* YOUR TASK:
Could you reproduce the lines from the one holding "q: chrome running board" through the last line, inclusive, swapping "truck door" for "vehicle door" and changing nothing else? Give only those lines.
################
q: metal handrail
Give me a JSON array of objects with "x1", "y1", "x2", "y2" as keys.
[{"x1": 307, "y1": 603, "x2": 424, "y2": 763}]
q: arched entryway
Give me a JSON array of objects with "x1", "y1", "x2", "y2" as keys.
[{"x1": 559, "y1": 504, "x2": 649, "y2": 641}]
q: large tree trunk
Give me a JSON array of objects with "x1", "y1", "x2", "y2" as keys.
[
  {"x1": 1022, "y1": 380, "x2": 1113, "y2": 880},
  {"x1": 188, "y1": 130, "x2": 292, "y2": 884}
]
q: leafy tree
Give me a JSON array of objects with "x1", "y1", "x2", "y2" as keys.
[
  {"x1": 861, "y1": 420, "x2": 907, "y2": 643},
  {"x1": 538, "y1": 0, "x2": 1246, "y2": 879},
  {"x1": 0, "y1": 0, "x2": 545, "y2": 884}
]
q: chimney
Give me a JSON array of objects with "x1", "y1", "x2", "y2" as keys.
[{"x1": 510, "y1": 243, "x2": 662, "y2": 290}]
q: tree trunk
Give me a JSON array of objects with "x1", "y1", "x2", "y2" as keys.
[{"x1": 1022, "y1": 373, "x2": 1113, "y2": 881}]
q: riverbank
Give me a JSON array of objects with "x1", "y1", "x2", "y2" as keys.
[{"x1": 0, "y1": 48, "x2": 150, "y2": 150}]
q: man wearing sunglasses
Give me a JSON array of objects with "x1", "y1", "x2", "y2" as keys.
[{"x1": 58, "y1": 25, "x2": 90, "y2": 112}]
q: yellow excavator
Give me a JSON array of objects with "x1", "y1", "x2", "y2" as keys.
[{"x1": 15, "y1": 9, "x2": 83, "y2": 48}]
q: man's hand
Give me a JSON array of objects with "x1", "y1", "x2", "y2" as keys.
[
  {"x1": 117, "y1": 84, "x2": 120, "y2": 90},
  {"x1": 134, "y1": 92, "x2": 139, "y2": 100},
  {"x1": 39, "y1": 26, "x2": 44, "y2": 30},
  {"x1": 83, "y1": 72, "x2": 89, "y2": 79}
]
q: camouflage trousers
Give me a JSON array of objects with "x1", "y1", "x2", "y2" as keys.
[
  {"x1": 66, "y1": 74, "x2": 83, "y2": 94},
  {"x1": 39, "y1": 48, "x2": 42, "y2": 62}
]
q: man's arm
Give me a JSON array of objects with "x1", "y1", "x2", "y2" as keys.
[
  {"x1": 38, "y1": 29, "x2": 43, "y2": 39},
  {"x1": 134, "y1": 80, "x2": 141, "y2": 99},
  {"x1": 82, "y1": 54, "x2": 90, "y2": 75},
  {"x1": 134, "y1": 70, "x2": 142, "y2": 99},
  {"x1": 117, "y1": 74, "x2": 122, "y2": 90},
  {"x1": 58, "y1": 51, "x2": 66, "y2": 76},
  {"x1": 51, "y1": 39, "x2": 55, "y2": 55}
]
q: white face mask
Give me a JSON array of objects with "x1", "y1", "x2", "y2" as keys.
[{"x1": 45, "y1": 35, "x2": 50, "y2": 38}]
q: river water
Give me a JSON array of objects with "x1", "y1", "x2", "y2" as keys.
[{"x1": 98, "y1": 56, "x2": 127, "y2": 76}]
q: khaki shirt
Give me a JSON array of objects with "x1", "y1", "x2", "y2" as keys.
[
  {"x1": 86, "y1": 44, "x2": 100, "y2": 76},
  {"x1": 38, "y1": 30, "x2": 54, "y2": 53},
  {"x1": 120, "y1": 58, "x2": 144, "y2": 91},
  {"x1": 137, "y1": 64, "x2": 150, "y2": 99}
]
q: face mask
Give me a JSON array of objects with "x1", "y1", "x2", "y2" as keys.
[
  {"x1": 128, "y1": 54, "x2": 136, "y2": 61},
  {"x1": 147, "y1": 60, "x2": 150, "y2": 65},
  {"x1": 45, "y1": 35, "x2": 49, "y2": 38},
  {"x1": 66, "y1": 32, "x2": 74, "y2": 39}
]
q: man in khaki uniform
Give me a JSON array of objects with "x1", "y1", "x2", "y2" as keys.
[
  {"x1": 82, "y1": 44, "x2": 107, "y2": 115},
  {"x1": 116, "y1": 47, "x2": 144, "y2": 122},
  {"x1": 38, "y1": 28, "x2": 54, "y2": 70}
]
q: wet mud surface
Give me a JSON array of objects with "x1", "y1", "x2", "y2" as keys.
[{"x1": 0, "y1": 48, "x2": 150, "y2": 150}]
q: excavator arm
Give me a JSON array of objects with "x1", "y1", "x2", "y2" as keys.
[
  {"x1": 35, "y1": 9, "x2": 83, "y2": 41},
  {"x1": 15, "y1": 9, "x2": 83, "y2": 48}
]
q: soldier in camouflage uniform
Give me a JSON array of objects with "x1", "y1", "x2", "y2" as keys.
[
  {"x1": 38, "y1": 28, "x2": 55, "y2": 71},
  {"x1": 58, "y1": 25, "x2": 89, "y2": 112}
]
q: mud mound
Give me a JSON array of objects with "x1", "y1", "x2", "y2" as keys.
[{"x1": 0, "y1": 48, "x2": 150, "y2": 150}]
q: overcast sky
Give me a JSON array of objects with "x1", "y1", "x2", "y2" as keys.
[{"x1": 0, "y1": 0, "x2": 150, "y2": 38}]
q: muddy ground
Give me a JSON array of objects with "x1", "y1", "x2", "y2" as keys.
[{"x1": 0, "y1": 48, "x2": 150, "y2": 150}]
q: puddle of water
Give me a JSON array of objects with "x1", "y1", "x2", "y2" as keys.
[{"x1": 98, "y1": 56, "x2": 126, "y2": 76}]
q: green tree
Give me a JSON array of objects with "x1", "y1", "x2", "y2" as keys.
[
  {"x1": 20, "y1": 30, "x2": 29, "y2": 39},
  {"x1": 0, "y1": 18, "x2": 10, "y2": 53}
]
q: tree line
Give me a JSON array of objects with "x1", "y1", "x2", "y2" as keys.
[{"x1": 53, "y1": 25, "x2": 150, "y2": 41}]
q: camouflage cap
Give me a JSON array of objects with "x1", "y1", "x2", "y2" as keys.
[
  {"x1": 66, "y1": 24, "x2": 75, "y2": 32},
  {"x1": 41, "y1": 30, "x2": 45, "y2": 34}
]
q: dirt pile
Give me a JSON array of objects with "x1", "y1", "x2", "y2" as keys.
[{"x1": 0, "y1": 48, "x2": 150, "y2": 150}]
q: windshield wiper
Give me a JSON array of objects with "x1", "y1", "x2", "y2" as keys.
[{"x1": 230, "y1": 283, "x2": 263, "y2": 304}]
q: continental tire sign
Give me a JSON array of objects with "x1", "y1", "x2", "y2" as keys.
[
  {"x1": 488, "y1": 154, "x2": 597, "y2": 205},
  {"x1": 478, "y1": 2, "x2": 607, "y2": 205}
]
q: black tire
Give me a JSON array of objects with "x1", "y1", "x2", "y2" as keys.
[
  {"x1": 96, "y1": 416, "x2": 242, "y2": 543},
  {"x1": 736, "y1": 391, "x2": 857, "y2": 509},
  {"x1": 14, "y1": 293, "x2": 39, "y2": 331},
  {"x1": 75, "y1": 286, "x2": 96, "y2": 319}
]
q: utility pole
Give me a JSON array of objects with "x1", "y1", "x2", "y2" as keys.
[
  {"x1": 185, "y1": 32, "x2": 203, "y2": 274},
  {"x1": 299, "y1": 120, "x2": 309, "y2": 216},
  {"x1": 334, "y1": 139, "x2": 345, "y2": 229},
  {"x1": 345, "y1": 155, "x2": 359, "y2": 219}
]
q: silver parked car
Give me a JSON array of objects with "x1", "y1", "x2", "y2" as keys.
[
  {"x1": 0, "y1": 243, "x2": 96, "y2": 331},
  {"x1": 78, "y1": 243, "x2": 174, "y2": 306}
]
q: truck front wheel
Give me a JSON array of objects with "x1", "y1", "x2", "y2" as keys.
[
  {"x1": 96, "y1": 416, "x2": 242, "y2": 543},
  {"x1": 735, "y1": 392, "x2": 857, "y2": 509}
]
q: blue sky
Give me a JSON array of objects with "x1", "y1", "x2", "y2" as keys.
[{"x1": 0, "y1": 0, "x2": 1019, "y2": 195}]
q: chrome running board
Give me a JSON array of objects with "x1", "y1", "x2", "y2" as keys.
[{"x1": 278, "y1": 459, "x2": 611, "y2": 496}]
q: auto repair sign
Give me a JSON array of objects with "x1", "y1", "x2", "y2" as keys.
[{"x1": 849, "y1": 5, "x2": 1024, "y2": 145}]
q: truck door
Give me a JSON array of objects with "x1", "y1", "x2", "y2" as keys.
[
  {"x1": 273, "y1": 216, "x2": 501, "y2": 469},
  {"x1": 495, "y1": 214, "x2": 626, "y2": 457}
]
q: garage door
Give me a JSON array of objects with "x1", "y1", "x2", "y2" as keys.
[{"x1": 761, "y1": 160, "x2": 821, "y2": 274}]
################
* REPLY TO THE TASK:
q: chrome running board
Give me a JSON array of objects with "x1", "y1", "x2", "y2" as keys.
[{"x1": 278, "y1": 459, "x2": 611, "y2": 496}]
q: auto repair sign
Give me a JSON array of objects with "x1", "y1", "x2", "y2" as keys.
[{"x1": 849, "y1": 5, "x2": 1024, "y2": 145}]
q: vehicle door
Give me a JSON array of objects with "x1", "y1", "x2", "y2" as keys.
[
  {"x1": 273, "y1": 216, "x2": 501, "y2": 469},
  {"x1": 495, "y1": 214, "x2": 626, "y2": 457}
]
q: garage door
Give me a JSON array of objects with "x1", "y1", "x2", "y2" as keys.
[{"x1": 761, "y1": 160, "x2": 821, "y2": 274}]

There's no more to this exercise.